* Problem statement:
Write out everything from the line containing "Q: Point to the blurred" down to the end of the records again, substituting "structure" for "building" and leaving all else unchanged.
** Begin Supplied data **
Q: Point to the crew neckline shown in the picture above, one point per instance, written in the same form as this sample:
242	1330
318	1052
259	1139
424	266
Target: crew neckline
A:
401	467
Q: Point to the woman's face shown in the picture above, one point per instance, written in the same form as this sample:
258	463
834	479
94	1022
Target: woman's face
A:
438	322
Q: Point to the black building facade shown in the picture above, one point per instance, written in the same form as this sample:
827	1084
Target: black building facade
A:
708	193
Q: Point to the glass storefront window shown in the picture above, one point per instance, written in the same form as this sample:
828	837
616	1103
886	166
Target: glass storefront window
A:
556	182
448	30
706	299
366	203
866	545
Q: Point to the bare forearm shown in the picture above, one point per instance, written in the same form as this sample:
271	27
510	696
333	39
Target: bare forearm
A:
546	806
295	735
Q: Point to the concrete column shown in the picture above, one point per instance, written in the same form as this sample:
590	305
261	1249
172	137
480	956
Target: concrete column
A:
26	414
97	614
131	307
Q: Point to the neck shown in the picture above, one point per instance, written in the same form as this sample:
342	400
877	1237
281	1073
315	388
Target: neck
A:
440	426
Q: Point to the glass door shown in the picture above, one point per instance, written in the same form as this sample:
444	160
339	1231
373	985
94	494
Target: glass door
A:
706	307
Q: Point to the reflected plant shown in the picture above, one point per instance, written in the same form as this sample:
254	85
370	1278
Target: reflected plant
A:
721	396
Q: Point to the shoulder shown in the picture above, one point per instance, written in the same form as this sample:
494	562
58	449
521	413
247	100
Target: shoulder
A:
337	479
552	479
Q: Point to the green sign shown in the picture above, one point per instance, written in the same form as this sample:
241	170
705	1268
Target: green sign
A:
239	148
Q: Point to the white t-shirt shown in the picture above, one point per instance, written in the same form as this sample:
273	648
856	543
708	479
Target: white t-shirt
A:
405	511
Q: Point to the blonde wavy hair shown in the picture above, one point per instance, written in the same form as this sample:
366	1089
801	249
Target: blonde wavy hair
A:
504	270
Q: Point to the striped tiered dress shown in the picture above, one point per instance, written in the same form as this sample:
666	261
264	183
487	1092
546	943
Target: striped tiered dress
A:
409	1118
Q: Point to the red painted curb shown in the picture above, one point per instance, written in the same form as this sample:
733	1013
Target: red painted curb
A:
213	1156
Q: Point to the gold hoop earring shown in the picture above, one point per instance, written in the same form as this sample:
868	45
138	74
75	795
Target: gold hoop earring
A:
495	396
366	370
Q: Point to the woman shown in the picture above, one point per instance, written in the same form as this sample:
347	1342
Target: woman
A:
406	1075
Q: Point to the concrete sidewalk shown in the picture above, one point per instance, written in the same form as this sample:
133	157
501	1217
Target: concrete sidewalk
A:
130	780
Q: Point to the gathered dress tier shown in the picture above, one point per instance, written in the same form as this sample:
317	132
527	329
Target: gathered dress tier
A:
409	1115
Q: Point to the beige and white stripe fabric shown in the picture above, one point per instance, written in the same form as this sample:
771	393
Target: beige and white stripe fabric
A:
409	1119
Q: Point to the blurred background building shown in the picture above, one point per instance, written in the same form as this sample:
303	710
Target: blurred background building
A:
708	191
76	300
** End Supplied data **
* Output:
Q: Point to the blurred background structure shown in the picture above, one point per instance, written in the same form as this sample:
303	710
Target: blurred background structure
A:
708	191
76	300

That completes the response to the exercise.